» **Task brief**
Edit the ATM configuration text by reproducing the part between "This section describes" and "Protocol (PPP) connections.", inclusive, with "terminate" replaced by "end".

Our implementation of the AAL3/4 encapsulates each AAL3/4 packet in a Switched Multimegabit Data Service (SMDS) header and trailer. This feature supports both unicast and multicast addressing, and provides subinterfaces for up to four AAL3/4 connections over the same physical interface.
Support for AAL3/4 on an ATM interface requires static mapping of all protocols except IP. However, dynamic routing of IP can coexist with static mapping of other protocols on the same ATM interface.
To configure an ATM interface for SMDS networks, perform the following tasks in interface configuration mode:
After configuring the ATM interface for SMDS networks, configure the interface for standard protocol configurations, as needed. For more information about protocol configuration, refer to the relevant chapters of the Network Protocols Configuration Guide, Part 1, the Network Protocols Configuration Guide, Part 2, and the Network Protocols Configuration Guide, Part 3.
For examples of configuring an ATM interface for AAL3/4 support, see the "PVC with AAL3/4 and SMDS Encapsulation Examples" section later in this chapter. Unlike the Cisco 7500 AAL3/4, the aal command to enable aal3/4, the mid-per-vc command, and the vp-filter command are not used on the Cisco 4500 or the Cisco 4700 routers.
Our implementation of transparent bridging over ATM on the Cisco 4500 and Cisco 4700 routers allows the spanning tree for an interface to support virtual circuit descriptors (VCDs) for AAL5-LLC Subnetwork Access Protocol (SNAP) encapsulations.
If the relevant interface or subinterface is explicitly put into a bridge group, as described in the following task table, AAL5-SNAP encapsulated bridge packets on a PVC are fast-switched.
Our bridging implementation supports IEEE 802.3 frame formats and IEEE 802.10 frame formats. The router can accept IEEE 802.3 frames with or without frame check sequence (FCS). When the router receives frames with FCS (RFC 1483 bridge frame formats with 0x0001 in the PID field of the SNAP header), it strips off the FCS and forwards the frame as necessary. All IEEE 802.3 frames that originate at or are forwarded by the router are sent as 802.3 bridge frames without FCS (bridge frame formats with 0x0007 in the PID field of the SNAP header).
To configure transparent bridging for LLC/SNAP PVCs, complete the following steps beginning in global configuration mode:
No other configuration is required. Spanning tree updates are broadcast to all AAL5-SNAP virtual circuits that exist on the ATM interface. Only the AAL5-SNAP virtual circuits on the specific subinterface receive the updates. The router does not send spanning tree updates to AAL5-MUX and AAL5-NLPID virtual circuits.
For an example of transparent bridging for an AAL5-SNAP PVC, see the "Transparent Bridging on an AAL5-SNAP PVC Example" section.
This section describes how to configure the NPM on the Cisco 4500 and 4700 routers to terminate multiple remote Point-to-Point Protocol (PPP) connections.
Before configuring PPP over ATM, the Cisco 4500 and 4700 routers must be equipped with Cisco IOS Release 11.2(4)F or later software. Remote branch offices must have PPP configured on PPP-compatible devices interconnecting directly to Cisco StrataCom's ATM Switch Interface Shelf (AXIS) equipment through a leased-line connection. The AXIS shelves provide frame forwarding encapsulation and are terminated on BPX cores prior to connecting to a Cisco 4500 or Cisco 4700 router. Figure 13 shows a typical scenario for using PPP over ATM.

» **Dataset rows**
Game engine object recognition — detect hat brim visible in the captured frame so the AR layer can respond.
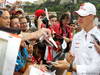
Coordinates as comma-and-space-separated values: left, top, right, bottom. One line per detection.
75, 9, 89, 16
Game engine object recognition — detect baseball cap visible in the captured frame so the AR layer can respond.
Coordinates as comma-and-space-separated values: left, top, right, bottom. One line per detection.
35, 9, 45, 17
75, 2, 96, 16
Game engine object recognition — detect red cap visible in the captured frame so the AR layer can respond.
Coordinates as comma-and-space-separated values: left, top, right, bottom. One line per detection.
35, 9, 45, 17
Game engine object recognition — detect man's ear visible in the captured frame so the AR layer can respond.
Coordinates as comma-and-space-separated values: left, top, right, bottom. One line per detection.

» **Solution**
This section describes how to configure the NPM on the Cisco 4500 and 4700 routers to end multiple remote Point-to-Point Protocol (PPP) connections.